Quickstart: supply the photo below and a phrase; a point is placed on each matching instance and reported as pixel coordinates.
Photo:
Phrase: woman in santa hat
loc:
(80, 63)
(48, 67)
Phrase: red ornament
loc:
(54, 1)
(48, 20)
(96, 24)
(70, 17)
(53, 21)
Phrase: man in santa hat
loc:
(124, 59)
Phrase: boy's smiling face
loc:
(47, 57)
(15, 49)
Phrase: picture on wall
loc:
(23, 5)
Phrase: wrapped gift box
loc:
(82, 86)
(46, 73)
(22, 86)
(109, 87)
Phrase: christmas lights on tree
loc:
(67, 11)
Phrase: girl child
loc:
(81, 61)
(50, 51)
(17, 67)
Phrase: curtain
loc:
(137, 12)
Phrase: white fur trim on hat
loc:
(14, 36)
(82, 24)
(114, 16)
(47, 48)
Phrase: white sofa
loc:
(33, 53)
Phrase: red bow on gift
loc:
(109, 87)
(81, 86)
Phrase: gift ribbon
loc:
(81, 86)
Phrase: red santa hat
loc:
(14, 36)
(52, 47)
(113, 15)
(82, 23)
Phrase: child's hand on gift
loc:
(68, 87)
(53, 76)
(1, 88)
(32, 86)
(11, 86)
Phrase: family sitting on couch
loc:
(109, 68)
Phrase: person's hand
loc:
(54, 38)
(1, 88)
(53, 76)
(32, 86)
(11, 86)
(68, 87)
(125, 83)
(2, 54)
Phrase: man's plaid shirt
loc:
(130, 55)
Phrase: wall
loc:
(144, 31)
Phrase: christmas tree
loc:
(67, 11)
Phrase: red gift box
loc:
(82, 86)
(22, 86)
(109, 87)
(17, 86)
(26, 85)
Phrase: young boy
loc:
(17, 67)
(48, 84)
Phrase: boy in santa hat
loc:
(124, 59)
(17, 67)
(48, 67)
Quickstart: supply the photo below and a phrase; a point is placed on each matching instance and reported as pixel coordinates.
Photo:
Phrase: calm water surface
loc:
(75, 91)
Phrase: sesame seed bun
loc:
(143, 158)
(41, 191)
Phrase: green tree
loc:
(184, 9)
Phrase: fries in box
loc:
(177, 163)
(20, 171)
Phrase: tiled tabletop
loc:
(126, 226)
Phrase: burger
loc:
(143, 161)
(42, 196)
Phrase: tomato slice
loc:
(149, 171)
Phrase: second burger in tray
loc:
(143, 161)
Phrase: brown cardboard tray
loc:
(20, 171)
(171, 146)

◆ ◆ ◆ ◆ ◆

▸ **WHAT IS EXPECTED**
All of the records should be repeated precisely as written.

▸ **OUTPUT FOR THIS TASK**
Quickstart: supply the photo below and a phrase; a point is placed on each matching instance and reported as pixel coordinates.
Photo:
Phrase: woman in santa hat
loc:
(80, 63)
(48, 67)
Phrase: red ornament
loc:
(54, 1)
(48, 20)
(96, 24)
(70, 17)
(53, 21)
Phrase: man in santa hat
loc:
(124, 59)
Phrase: boy's smiling face
loc:
(47, 57)
(15, 49)
Phrase: picture on wall
loc:
(23, 5)
Phrase: wrapped gift box
loc:
(82, 86)
(46, 73)
(22, 86)
(109, 87)
Phrase: christmas lights on tree
loc:
(67, 11)
Phrase: girl child
loc:
(81, 61)
(50, 51)
(17, 67)
Phrase: curtain
loc:
(137, 12)
Phrase: white fur trim on hat
loc:
(14, 36)
(82, 24)
(114, 16)
(47, 48)
Phrase: white sofa
loc:
(33, 53)
Phrase: red bow on gift
loc:
(109, 87)
(81, 86)
Phrase: gift ribbon
loc:
(81, 86)
Phrase: red santa hat
loc:
(14, 36)
(52, 47)
(113, 15)
(82, 23)
Phrase: child's hand on gift
loc:
(68, 87)
(53, 76)
(1, 88)
(32, 86)
(11, 86)
Phrase: family sitting on couch
loc:
(109, 68)
Phrase: person's hand
loc:
(54, 38)
(1, 88)
(53, 76)
(32, 86)
(11, 86)
(68, 87)
(125, 83)
(2, 54)
Phrase: man's plaid shirt
loc:
(130, 55)
Phrase: wall
loc:
(144, 31)
Phrase: christmas tree
loc:
(67, 11)
Phrase: red gift box
loc:
(82, 86)
(22, 86)
(109, 87)
(17, 86)
(26, 85)
Phrase: young boy
loc:
(17, 67)
(48, 84)
Phrase: boy in santa hat
loc:
(124, 59)
(17, 67)
(48, 67)
Quickstart: supply the photo below and a phrase; a point is placed on each matching instance and reported as pixel coordinates.
Photo:
Phrase: calm water surface
loc:
(75, 91)
Phrase: sesame seed bun
loc:
(143, 158)
(41, 191)
Phrase: green tree
loc:
(184, 9)
Phrase: fries in box
loc:
(177, 163)
(20, 171)
Phrase: tiled tabletop
loc:
(126, 226)
Phrase: burger
loc:
(143, 161)
(42, 196)
Phrase: tomato slice
loc:
(149, 171)
Phrase: second burger in tray
loc:
(143, 161)
Phrase: brown cardboard tray
loc:
(20, 171)
(171, 146)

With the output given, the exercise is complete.